Instructions for the task =
Exact wording is required: give all the records again, minus the pictures.

___ Information shown ___

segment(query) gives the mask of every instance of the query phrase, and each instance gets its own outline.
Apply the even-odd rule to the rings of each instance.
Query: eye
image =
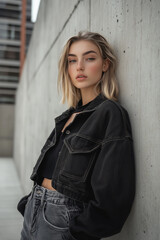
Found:
[[[87,61],[94,61],[95,58],[87,58]]]
[[[75,63],[76,60],[75,60],[75,59],[68,59],[68,62],[69,62],[69,63]]]

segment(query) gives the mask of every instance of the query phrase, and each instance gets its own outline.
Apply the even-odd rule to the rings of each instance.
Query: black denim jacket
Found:
[[[55,128],[33,169],[33,181],[46,151],[56,144],[73,111],[71,107],[55,118]],[[52,186],[87,203],[83,213],[70,222],[72,236],[98,240],[120,232],[135,195],[134,151],[127,111],[99,94],[65,131]]]

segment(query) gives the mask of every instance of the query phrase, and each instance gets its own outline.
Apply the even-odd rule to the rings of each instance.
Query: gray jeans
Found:
[[[21,240],[76,240],[69,232],[69,221],[85,207],[57,191],[34,186],[25,207]]]

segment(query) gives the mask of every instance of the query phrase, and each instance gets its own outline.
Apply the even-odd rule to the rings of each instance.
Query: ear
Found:
[[[109,65],[110,65],[109,59],[105,59],[103,62],[103,72],[107,72]]]

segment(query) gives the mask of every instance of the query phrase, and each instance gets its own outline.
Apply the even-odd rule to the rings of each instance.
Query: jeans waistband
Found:
[[[44,188],[38,184],[36,184],[33,187],[32,190],[32,195],[34,196],[34,198],[36,199],[41,199],[43,198],[43,200],[47,200],[50,201],[54,204],[65,204],[65,205],[69,205],[69,206],[78,206],[80,208],[85,208],[86,207],[86,203],[81,202],[81,201],[77,201],[75,199],[72,199],[58,191],[53,191],[53,190],[49,190],[47,188]]]

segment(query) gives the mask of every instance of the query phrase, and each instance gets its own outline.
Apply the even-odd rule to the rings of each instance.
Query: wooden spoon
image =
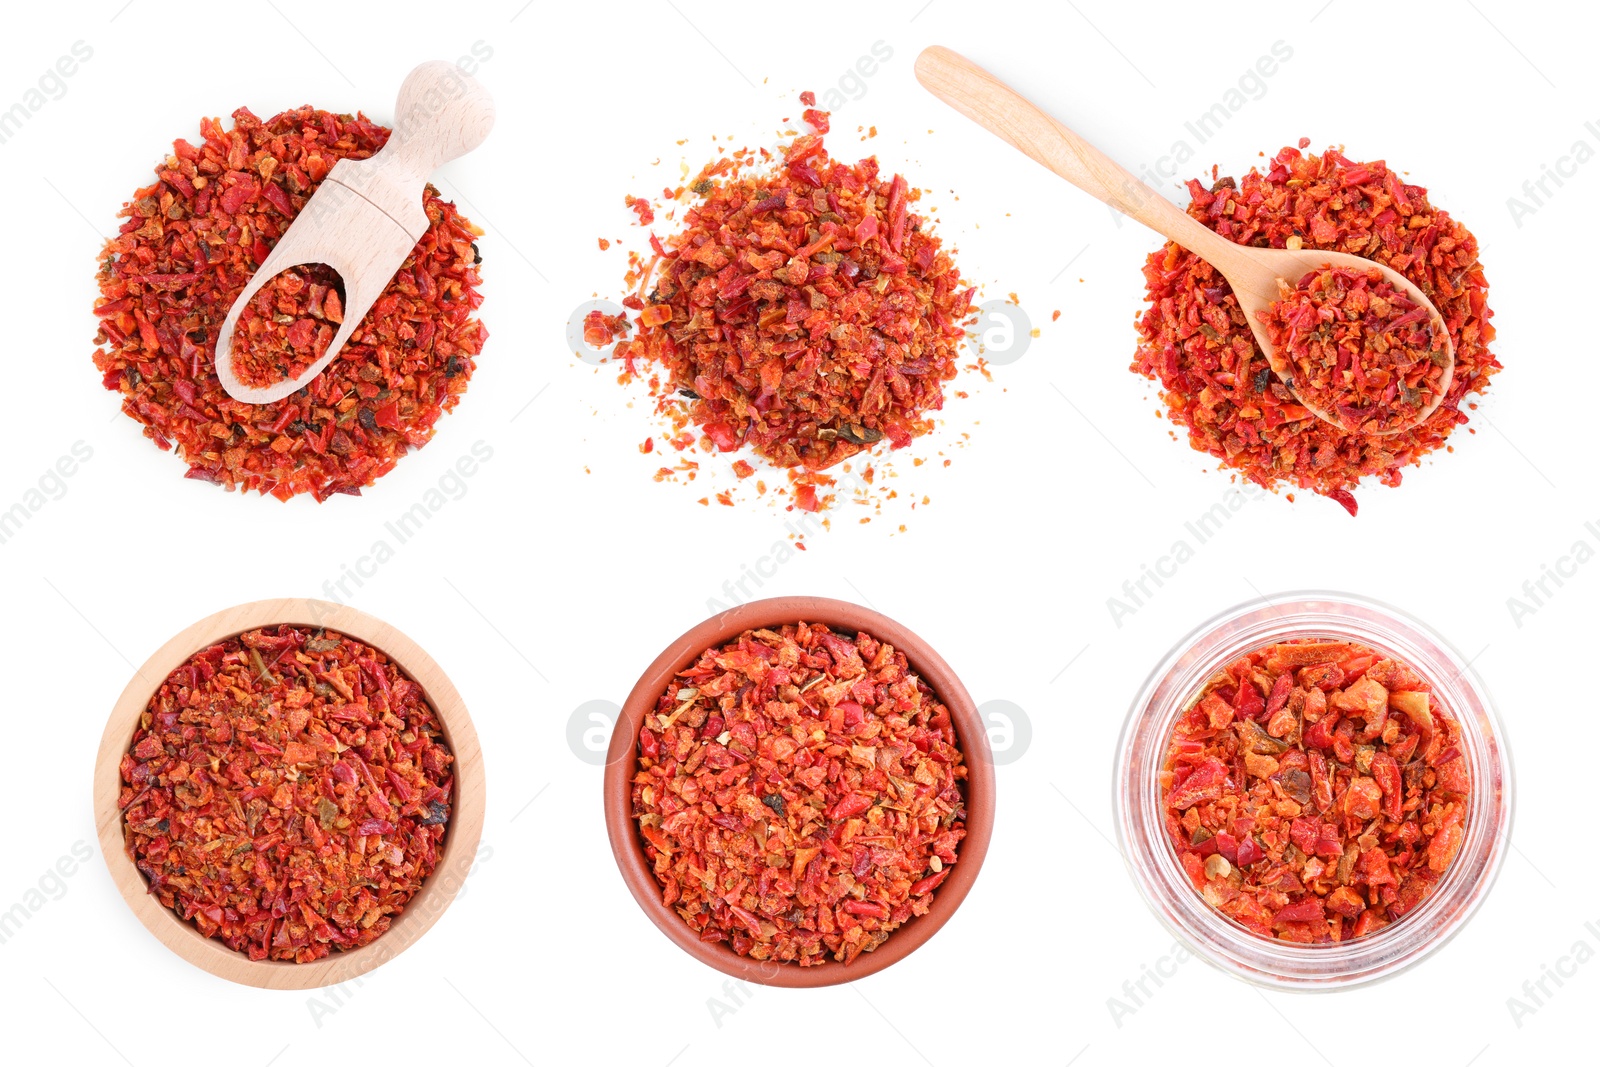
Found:
[[[1280,280],[1293,286],[1306,274],[1332,266],[1381,271],[1391,284],[1427,308],[1436,334],[1445,341],[1449,362],[1437,393],[1416,418],[1397,423],[1384,432],[1399,433],[1416,426],[1433,414],[1450,391],[1455,374],[1455,344],[1450,340],[1450,331],[1445,328],[1444,319],[1433,302],[1398,271],[1344,252],[1235,244],[1190,218],[1182,208],[965,57],[934,45],[917,57],[916,69],[917,80],[940,100],[1096,200],[1144,223],[1168,240],[1176,241],[1215,267],[1232,287],[1250,332],[1255,335],[1261,351],[1266,353],[1273,373],[1289,388],[1294,388],[1292,367],[1273,345],[1259,313],[1280,299]],[[1349,432],[1327,412],[1307,404],[1304,397],[1299,399],[1317,418]]]
[[[341,159],[251,277],[217,333],[217,378],[228,395],[270,404],[305,388],[344,347],[395,271],[428,230],[422,193],[440,165],[489,135],[494,101],[454,63],[424,63],[407,75],[394,105],[389,141],[368,159]],[[305,373],[253,388],[233,369],[239,313],[263,285],[290,267],[325,263],[344,281],[344,323]]]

___

Written solution =
segment(query) gives the mask of every instance of the query phrase, and each instance gets its own outline.
Apply the even-odd rule to the rings of each instance.
Query: eye
image =
Found:
[[[87,61],[94,61],[95,58],[87,58]]]
[[[75,63],[76,60],[75,60],[75,59],[68,59],[68,62],[69,62],[69,63]]]

segment(query) gives the mask of every instance of the query phrase, and each instance gets its own outline.
Apply the even-odd rule to the rings of each instance.
Query: black denim jacket
Found:
[[[55,128],[33,169],[33,181],[46,151],[56,144],[73,111],[71,107],[55,118]],[[52,186],[87,203],[83,213],[70,222],[72,236],[98,240],[120,232],[135,195],[134,151],[127,111],[99,94],[65,131]]]

segment(query) gives the mask of every instance of the query phrase, and each instance gets its own outline.
Apply the even-odd rule to the rings of each instance.
Query: gray jeans
Found:
[[[21,240],[76,240],[69,232],[69,221],[85,207],[57,191],[34,186],[25,207]]]

segment(query) gives the mask of every instance of the query phrase, and each instance gets its own outline.
Apply the even-odd rule to the rings of each instance.
Query: ear
Found:
[[[109,65],[110,65],[109,59],[105,59],[103,62],[103,72],[107,72]]]

segment(query) gives the mask of every instance of the query phrase, and each instance gets its own outline.
Apply the even-odd rule to the rings of each instance.
Query: jeans waistband
Found:
[[[44,188],[38,184],[36,184],[33,187],[32,190],[32,195],[34,196],[34,198],[36,199],[41,199],[43,198],[43,200],[47,200],[50,201],[54,204],[65,204],[65,205],[69,205],[69,206],[78,206],[80,208],[85,208],[86,207],[86,203],[81,202],[81,201],[77,201],[75,199],[72,199],[58,191],[53,191],[53,190],[49,190],[47,188]]]

segment(query) gives the mask of every instance of the query phrase, and each instance gets its own outline.
Apply the even-odd rule to the rings of each instance.
Query: wooden spoon
image =
Found:
[[[1280,280],[1293,286],[1306,274],[1332,266],[1381,271],[1391,284],[1427,308],[1436,334],[1445,341],[1449,362],[1437,393],[1416,418],[1397,423],[1384,432],[1399,433],[1416,426],[1433,414],[1450,391],[1455,374],[1455,344],[1450,340],[1450,331],[1445,328],[1444,319],[1433,302],[1398,271],[1344,252],[1235,244],[1190,218],[1182,208],[965,57],[934,45],[917,57],[916,69],[917,80],[940,100],[1096,200],[1144,223],[1168,240],[1176,241],[1215,267],[1232,287],[1250,332],[1255,335],[1261,351],[1266,353],[1273,373],[1289,388],[1294,388],[1292,367],[1273,345],[1259,313],[1280,299]],[[1349,432],[1327,412],[1307,404],[1304,397],[1299,399],[1317,418]]]
[[[341,159],[251,277],[217,333],[217,378],[228,395],[270,404],[305,388],[344,347],[395,271],[428,230],[422,193],[440,165],[489,135],[494,101],[454,63],[424,63],[407,75],[394,105],[389,141],[368,159]],[[305,373],[253,388],[233,369],[239,313],[263,285],[290,267],[325,263],[344,281],[344,323]]]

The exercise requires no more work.